**Selected passage**
[start]

# It looks like Spring is here



## frank-id (Dec 20, 2010)

Or at least coming. It is difficult to work in the cold, and not good for me with the over 90's. I have 3-4 major projects to finish. The first task is to change th engine in my 1968 Crown bus. The bus is 35 feet long, with the engine mid body. The engine is a 743 NHH six cylinder and very tired. Still runs OK, but tired. The bus must be raised about 36 inches to allow removal of engine, drop straight down and out. The replacement engine weighs about 3200 pounds, and makes more horsepower. Gonna change the clutch to a dual disc with new flywheel. The 10 speed Road Ranger trans will stay in bus. That is one job to do first before a trip planned to the east. I have a couple other RVs the need some wiring changes and another needs an engine change. In the class A, the 440 engine, the crankshaft broke. WAA WAA. Each day my strength seems to be returning after not much winter activity. In both RVs, new beds were constructed from 3/4 plywood, with great storage. One RV, the ceiling is removed and the skylites sealed with roof tar. Not any leak all winter.
Frank in Idaho


----------



## dogbone (Sep 22, 2009)

Sounds like you have a lot on your plate. Good luck with the swap. Should be a good improvement to your bus. 10 speed road rangers are pretty good transmissions. I had one in my tractor, back when I drove a truck.
I'm still waiting for the snow to go. 8 to 10" up at the campground yet and it's not expected to warm up soon.


----------

[end]

**Aim of the exercise**
Could you copy, word for word, the part of the bus engine thread that opens with the words containing "## dogbone (Sep" and closes with "drove a truck."?

**Material supplied**
[start]

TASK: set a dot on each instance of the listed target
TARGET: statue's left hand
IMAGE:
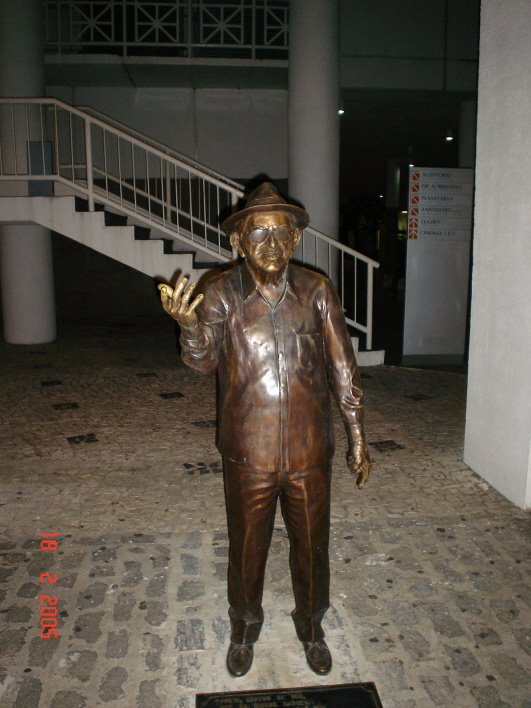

[end]
[start]

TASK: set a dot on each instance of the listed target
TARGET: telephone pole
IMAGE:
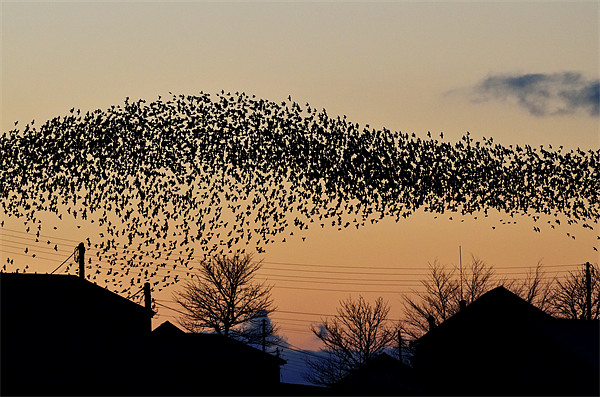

[end]

**Exercise result**
## dogbone (Sep 22, 2009)

Sounds like you have a lot on your plate. Good luck with the swap. Should be a good improvement to your bus. 10 speed road rangers are pretty good transmissions. I had one in my tractor, back when I drove a truck.